### Excerpt to read
"""

A Serie A star whose career started at the age of five in the red of Benfica, Rui Costa now oversaw the rise of prolific striker Gonçalo Ramos. The second-youngest striker to score in the Champions League, in a ding-dong 3-3 draw with Liverpool at Anfield in 2022, Ramos made everyone sit up and take notice when he replaced Cristiano Ronaldo at the 2022 World Cup in Qatar.
Deployed in Portugal’s first knock-out match against Switzerland, Ramos grabbed the headlines with his hat-trick debut in the tournament. His run of form continued for Benfica during the 2022-23 campaign, when he became the club’s youngest player to reach 25 goals in a league season since… Eusébio in 1962-63. As another title beckoned for Benfica, a bright future loomed for the boy from Olhão.
The field of dreams – and the stands around it
Known by locals as ‘A Catedral’ and by foreigners as the ‘Stadium of Light’, the Estádio da Luz first saw the light of day on December 1 1954. Originally holding 40,000, increasing gradually to 70,000, the Estádio da Luz ballooned in the 1980s to an official capacity of 120,000 but big matches saw more than 125,000 squeezed in before individual seating was installed in the mid 1990s.
Soon afterwards, with Euro 2004, the decision was taken to knock it all down and start again. Project Luz was the responsibility of Damon Lavelle and his HKO Sport team of architects, who provided Sydney with its Olympic Stadium. Lavelle remained true to the concept of the original Luz, keeping its red arches and allowing for a capacity of 65,000.
Around it is a modern complex of shops, restaurants and a health club. Eusébio’s statue remains sacrosanct and the stadium bars are second-to-none.
The stadium comprises four rings, above three storeys of underground parking. There are health clubs on levels two, three and on the bar-lined fourth, and a business centre on level 3. Benfica’s hard-core No Name Boys occupy a corner of Sagres stand behind the goal.
The local Diabos Vermelhos fans occupy a corner of the Coca-Cola end facing it, away fans the opposite corner of the same stand. The sideline stands holding the prime seats have changed sponsors and are now named meo and tmn.

"""

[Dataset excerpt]
"""

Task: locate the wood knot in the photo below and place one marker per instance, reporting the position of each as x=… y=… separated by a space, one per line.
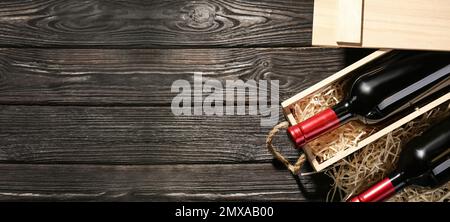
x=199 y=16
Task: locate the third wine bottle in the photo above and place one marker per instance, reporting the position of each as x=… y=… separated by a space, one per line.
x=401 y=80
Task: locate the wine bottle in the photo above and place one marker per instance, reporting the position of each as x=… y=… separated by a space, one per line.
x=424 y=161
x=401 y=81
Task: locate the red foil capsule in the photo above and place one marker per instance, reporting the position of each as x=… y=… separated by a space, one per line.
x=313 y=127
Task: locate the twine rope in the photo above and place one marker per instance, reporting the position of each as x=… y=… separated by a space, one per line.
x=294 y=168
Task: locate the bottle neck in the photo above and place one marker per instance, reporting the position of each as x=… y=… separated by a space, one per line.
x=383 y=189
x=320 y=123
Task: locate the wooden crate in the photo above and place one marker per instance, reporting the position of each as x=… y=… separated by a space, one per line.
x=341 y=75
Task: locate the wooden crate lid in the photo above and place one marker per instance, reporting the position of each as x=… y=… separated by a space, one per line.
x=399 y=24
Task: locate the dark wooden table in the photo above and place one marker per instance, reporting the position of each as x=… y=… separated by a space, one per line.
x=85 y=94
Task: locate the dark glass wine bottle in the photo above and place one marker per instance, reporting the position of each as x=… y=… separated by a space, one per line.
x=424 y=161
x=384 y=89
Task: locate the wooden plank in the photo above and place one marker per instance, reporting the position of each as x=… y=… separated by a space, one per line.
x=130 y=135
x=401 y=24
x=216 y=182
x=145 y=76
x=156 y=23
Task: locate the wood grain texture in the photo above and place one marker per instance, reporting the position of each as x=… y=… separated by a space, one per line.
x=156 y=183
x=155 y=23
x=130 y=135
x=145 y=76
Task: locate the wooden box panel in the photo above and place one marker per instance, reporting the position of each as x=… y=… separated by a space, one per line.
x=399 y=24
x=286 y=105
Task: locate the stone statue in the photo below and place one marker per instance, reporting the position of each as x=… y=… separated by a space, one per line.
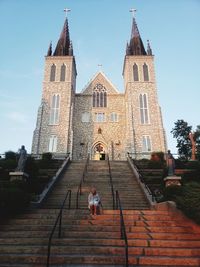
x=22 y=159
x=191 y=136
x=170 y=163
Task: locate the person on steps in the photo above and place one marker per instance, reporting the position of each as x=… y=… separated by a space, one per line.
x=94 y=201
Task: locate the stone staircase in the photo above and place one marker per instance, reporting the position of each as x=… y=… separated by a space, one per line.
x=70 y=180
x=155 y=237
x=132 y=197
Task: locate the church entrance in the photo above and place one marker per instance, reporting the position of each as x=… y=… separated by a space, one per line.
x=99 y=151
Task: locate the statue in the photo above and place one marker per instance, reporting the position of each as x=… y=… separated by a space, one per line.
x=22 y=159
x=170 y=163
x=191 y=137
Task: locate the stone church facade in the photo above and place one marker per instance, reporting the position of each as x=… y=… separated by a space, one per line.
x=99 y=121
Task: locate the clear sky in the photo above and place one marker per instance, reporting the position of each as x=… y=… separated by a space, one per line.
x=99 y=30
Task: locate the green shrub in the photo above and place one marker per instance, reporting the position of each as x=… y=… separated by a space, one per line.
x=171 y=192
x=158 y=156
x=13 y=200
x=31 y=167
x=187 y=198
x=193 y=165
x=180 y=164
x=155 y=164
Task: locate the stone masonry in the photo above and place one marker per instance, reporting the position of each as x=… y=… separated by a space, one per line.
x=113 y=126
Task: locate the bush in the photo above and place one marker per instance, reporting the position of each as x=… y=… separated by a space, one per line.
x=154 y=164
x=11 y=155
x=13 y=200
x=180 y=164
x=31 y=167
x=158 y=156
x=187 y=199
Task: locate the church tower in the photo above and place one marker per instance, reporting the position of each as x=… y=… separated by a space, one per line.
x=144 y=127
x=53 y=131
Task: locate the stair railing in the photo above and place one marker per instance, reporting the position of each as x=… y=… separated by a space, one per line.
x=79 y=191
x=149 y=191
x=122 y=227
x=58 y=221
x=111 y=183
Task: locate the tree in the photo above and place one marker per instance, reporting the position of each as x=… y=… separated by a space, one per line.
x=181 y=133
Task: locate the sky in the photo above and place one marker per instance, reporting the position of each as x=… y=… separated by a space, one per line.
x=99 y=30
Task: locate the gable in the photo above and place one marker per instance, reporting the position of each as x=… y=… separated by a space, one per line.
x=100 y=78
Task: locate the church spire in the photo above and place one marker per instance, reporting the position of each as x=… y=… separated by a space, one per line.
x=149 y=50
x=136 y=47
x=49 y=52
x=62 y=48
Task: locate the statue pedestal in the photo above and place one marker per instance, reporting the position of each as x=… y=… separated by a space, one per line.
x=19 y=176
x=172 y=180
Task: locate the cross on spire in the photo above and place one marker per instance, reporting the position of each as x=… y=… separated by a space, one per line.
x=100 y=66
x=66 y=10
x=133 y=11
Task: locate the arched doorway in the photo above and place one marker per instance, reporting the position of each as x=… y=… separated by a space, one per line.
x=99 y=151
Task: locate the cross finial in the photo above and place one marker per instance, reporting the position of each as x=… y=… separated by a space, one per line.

"""

### Goal A
In the passage above about Benfica and the Estádio da Luz, on what date did the stadium first open?
### Goal B
List every stand name given in the passage about Benfica and the Estádio da Luz.
### Goal C
Extend the passage about Benfica and the Estádio da Luz, picking up after its final sentence.

### Written response A
December 1 1954

### Written response B
Sagres, Coca-Cola, meo, tmn

### Written response C
Going to the stadium – tips and timings
The closest metro station of Colégio Militar/Luz on the blue line is now part of a mall, the Centro Comercial Colombo. You’ll see the signposted stadium through the palm trees as you exit. Bus 767 connects with Campo Grande, and Sporting.
Buying tickets – when, where, how and how much
Ticket prices start at €25 for a seat on level 0 or 3 in the Sagres or Coca-Cola ends, where it’s €35 in level 1. A good seat in the meo or tmn stands is €60. Customers must register to buy online through the club website.
There’s a ticket office on Praça Cosme Damião nearest the Colombo mall and one on the other side of the stadium before the Benfica Megastore. These open 9am-9pm daily and from 9am on match days. Tickets are otherwise available at the Megastore itself.
what to buy
Shirts, kits, merchandise and gifts
The Benfica Official Store (daily 9am-10pm).is tucked inside the entrance of a separate commercial building just by the Eusébio statue. It does a nice line in retro, open-collar Benfica shirts from the early 1960s – the stock is otherwise fairly standard if plentiful.
There’s another outlet close by, at street level (store 0514) of the Colombo mall by the nearest metro station, called Porta 33 (daily 10am-midnight), and another near Rossio in the city centre at Rua das Portas da Santo Antão 55 (daily 10am-10pm).
The Benfica store at the airport operates Mon-Thur 8am-5pm, Fri-Sun 8am-8pm.
Museum & tours
Explore the club inside and out
You have the choice of a visit to the museum (€10), the stadium tour (€12.50) or enjoy both (€17.50, daily 10am-7pm, first tour 9.30am). Meet at Gate 17 shortly before your tour time. They’ll try and flog you a photograph even before you set off, but otherwise Rita or one of her colleagues presents a friendly, relaxed but informative guided walk around the hallowed areas of the Estádio da Luz in English and Portuguese.
The visit includes full access to the stands, the pitch and away dressing room – the home one is reserved for Benfica players only – but you can get pitchside. Braver visitors can try and befriend the club mascot eagle, Vitória, one of three, but out of Glória and Lux, she’s the one who gets to fly around the stadium before kick-off for an extra helping of salmon and chicken.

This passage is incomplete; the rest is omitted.